> Problem requirements
The full listing should be transcribed verbatim.

> Source information
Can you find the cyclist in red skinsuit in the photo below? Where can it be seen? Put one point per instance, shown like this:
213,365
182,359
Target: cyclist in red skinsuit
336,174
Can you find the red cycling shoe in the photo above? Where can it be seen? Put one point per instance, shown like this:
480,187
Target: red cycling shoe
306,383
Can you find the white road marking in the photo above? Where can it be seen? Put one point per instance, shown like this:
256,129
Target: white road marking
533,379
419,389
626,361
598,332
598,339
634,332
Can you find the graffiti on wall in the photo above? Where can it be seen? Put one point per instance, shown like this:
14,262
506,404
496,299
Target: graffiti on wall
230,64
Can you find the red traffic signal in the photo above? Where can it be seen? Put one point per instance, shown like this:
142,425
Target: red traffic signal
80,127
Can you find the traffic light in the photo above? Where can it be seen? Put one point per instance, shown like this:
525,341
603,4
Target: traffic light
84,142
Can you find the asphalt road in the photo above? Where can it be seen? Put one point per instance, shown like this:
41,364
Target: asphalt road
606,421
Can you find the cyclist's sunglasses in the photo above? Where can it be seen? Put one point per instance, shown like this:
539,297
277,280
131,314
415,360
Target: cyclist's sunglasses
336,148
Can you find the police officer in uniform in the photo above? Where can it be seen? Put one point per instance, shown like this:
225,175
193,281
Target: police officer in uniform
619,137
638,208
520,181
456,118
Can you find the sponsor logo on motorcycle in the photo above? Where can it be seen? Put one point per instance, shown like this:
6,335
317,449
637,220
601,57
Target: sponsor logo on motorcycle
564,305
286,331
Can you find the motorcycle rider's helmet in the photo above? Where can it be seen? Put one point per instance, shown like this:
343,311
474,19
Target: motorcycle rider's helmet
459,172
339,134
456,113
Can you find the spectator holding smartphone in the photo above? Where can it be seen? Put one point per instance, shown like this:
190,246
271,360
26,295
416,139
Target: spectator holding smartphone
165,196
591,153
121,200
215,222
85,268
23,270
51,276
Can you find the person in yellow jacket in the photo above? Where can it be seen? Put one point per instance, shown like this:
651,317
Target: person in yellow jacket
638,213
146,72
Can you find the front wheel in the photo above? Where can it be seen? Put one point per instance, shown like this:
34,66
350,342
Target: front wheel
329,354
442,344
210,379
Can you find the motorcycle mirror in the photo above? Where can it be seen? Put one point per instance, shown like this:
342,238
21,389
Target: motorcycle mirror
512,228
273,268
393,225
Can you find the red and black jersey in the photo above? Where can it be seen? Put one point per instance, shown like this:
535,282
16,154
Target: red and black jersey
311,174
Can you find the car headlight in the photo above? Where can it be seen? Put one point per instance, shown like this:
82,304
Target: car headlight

> Solution below
Can you find the cyclist in red skinsuit in the photo below? Where can it be seen? Put one point per instance, shown like this:
213,365
182,359
Target: cyclist in red skinsuit
336,174
Can you find the red cycling shoe in the photo above? Where can it be seen? Put one point per instance, shown like this:
480,187
Target: red cycling shoe
306,383
Can you find the white road marking in the photo above? Where can it be seen? Put one point per instance, shown like this:
256,129
Target: white road marking
533,379
419,389
626,361
598,332
598,339
634,332
Can you find the graffiti on wall in the photo above? Where can it be seen? Put one point per instance, shown like this:
14,262
506,404
496,299
Target: graffiti on wall
230,64
Can you find the red traffic signal in the photo above? Where can it be seen? Put one point per instance, shown like this:
142,425
Target: red traffic signal
80,127
Can you find the traffic light in the photo above? Where can it be seen? Put one point per instance, shown like this:
525,341
603,4
Target: traffic light
84,142
Can you find the asphalt road in the photo above? Where can it be seen? Put one point per instance, shown like this:
41,364
Target: asphalt road
606,421
Can you find the cyclist's sunglasses in the photo above? Where can it be seen? Put one point per instance, shown like this:
539,297
277,280
131,314
415,360
Target: cyclist's sunglasses
336,148
Can you find the police officer in uniform in the photo above? Where can it be seen? Put one point per instance, shown like this:
225,175
193,281
Target: police officer in uniform
619,137
638,208
520,181
456,118
Can you find the sponsor logo on motorcycle in the photo above? Where can it be seen? Put one point per instance, shown like this:
6,335
317,449
637,220
601,57
Target: sponsor logo on motorcycle
564,305
286,331
Can you find the motorcycle rider's helmet in the photo above? Where can it be seen? Put one point per instance, shown like this:
343,311
474,19
Target: motorcycle rider's helmet
459,172
339,134
456,113
Can you find the spectator holding smartphone in the photo above? Where can it be seen? Put one point per instance, shown like this:
190,246
271,360
26,295
416,139
Target: spectator holding smartphone
165,196
591,153
121,200
215,222
85,268
23,270
51,276
Can you find the person in yellow jacket in the photo above? Where can it be seen? Put one point per instance, shown like this:
651,317
Target: person in yellow jacket
638,213
146,72
Can you find the front wheel in the photo above? Where can it be seen? Put one point per instance, shown like this:
34,66
350,342
Target: front wheel
329,354
442,344
210,379
Can you find the motorcycle mirror in the photo above? Where can it be seen? Put one point per instance, shown like this:
342,238
21,389
Target: motorcycle mirror
512,228
273,268
393,225
Can you find the red and black jersey in the photo above? Where can it be seen? Put one point per instance, shown like this:
535,282
16,154
Target: red and black jersey
311,174
Can you find the car headlight in the photo above? Where can it be seen? Put one point per instance, shown like this:
82,304
Target: car headlight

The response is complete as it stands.